##### PAGE EXTRACT #####
But Sen. Reginald Tate, a Memphis Democrat and the Senate Education Committee’s vice-chairman, struck a more hopeful note — saying that in the event of a merger, there’s a chance nothing would dramatically change with existing charter schools.

Those schools would likely have to meet with Shelby County officials and may have to tweak some terms of their contracts with the school district, but the issue of their continued operations shouldn’t automatically or necessarily be jeopardized, he said.

According to Tennessee state law, a charter school can be discontinued for only three reasons: violating the conditions, standards or procedures of the charter agreement; failing to meet adequate yearly progress towards achievement; or failing to meet financial standards of operation.

While the language suggests the charter schools would continue to function, the Tennessee Department of Education wouldn’t comment on whether those guidelines mean that Shelby County Schools would have to accept the schools in the event Memphis ultimately hands over the school system.

“The state wants to ensure the least amount of disruption for students and staff,” Department of Education spokeswoman Amanda Maynord Anderson said in an e-mailed statement. “Obviously, we are anticipating the plan forthcoming from Shelby and Memphis. It is our hope the plan will lay out the best course of action for all involved.”
##### GIVEN INFORMATION #####
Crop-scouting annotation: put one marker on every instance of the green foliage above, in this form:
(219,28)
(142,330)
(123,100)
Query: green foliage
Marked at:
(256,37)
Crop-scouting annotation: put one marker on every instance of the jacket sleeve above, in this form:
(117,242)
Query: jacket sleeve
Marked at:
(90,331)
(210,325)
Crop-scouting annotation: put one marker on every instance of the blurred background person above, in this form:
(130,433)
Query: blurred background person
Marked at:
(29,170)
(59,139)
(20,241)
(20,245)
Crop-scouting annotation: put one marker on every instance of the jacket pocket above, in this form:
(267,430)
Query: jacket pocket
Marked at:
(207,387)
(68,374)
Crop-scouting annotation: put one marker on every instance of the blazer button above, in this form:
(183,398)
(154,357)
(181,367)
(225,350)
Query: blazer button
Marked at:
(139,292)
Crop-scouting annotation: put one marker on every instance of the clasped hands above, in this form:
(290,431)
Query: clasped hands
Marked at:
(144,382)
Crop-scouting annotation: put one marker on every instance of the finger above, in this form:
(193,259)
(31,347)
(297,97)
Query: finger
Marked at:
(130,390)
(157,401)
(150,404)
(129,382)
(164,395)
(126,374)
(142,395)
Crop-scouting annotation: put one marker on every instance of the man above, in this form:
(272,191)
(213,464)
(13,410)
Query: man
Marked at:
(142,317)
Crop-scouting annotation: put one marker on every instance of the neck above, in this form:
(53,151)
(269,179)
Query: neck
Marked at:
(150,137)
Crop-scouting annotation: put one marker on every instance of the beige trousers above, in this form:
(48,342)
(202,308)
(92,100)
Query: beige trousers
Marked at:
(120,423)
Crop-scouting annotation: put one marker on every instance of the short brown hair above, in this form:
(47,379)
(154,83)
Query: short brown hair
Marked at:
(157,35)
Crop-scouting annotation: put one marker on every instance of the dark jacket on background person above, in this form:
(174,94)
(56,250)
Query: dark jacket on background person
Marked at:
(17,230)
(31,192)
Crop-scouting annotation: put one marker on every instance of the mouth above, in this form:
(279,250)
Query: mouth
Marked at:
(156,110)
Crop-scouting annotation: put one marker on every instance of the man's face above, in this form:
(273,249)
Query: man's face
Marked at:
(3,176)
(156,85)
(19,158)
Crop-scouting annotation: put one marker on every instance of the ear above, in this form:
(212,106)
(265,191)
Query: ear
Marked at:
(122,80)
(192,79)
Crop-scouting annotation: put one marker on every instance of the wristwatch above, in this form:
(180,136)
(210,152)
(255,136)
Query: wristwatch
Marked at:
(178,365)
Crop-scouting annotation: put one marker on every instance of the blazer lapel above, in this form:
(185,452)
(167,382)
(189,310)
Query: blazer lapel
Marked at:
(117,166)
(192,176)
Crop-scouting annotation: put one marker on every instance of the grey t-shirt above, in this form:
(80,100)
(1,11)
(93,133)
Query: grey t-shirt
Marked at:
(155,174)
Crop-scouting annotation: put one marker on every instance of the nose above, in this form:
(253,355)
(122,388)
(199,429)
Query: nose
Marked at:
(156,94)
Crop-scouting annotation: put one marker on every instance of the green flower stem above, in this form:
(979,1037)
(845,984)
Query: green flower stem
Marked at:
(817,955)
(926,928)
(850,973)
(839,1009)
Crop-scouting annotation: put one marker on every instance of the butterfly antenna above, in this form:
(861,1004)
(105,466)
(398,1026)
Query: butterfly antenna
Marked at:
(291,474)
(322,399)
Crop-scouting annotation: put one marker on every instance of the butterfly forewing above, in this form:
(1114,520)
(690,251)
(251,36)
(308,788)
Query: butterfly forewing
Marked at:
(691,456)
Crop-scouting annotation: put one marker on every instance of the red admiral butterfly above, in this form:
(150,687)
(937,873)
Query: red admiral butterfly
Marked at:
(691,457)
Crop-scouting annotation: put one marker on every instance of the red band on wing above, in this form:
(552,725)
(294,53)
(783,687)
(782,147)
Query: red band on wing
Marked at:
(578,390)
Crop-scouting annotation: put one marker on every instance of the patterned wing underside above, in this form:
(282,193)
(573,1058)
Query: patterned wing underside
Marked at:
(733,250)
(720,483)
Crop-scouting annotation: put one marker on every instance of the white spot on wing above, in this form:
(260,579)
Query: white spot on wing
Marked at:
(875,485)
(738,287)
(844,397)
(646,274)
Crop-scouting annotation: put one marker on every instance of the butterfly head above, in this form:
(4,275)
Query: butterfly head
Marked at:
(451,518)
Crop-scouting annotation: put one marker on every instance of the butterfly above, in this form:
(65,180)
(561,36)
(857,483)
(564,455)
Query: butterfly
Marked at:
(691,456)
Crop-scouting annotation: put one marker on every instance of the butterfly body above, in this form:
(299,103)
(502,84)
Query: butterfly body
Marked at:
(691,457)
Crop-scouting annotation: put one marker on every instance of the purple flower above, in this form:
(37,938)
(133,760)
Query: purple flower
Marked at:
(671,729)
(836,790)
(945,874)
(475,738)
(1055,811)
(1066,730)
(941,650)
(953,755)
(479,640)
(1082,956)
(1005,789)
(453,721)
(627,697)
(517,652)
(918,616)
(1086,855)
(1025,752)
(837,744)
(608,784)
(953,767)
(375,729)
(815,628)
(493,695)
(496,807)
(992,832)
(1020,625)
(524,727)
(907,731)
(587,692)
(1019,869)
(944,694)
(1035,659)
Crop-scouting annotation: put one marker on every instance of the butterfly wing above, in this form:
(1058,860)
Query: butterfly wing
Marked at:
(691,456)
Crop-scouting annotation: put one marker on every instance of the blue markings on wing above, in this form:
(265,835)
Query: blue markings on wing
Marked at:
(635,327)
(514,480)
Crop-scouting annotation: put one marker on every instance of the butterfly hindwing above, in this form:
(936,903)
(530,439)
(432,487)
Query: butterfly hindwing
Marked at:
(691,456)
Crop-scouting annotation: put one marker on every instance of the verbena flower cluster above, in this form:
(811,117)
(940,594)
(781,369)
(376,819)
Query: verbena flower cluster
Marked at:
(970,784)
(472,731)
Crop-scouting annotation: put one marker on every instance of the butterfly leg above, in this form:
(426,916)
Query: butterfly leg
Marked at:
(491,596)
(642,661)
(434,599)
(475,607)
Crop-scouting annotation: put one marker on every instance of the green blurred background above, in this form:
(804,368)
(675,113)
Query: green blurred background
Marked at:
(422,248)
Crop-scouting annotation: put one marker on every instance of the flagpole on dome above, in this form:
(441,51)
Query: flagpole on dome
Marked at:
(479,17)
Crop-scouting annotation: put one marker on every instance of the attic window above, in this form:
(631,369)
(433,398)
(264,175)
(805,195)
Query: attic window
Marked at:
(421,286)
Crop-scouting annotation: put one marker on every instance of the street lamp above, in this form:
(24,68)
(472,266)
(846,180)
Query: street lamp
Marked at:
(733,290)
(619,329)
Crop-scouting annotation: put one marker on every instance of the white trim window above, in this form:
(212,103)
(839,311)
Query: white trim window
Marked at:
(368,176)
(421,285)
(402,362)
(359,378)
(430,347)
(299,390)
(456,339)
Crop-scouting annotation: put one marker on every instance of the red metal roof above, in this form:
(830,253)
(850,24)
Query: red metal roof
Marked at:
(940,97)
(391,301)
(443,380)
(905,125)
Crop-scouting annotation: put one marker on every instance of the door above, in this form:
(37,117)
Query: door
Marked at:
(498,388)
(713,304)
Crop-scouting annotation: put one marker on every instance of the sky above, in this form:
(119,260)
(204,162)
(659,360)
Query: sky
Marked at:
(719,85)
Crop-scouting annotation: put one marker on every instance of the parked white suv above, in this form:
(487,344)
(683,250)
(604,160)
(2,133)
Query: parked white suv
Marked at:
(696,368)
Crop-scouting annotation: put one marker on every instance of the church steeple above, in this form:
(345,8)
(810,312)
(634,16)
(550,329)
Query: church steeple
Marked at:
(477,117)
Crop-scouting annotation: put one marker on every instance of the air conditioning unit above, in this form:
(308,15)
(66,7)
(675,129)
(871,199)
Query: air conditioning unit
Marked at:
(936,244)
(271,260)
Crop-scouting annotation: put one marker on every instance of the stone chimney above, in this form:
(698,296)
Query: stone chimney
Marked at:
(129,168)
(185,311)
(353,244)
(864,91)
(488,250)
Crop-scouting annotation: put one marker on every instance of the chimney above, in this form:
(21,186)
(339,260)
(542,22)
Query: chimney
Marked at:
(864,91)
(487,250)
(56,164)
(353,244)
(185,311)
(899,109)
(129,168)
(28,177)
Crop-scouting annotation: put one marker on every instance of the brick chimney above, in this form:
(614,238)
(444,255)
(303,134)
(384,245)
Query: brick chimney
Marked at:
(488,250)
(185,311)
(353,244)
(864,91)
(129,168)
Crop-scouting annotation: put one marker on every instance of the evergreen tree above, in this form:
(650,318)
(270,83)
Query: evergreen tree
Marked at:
#####
● **TASK GOAL**
Answer these questions about the charter school passage:
1. Which committee does Sen. Reginald Tate serve as vice-chairman?
2. Under Tennessee state law, for how many reasons can a charter school be discontinued?
3. How did Amanda Maynord Anderson deliver her statement?

● **SOLUTION**
1. The Senate Education Committee.
2. Three.
3. In an e-mailed statement.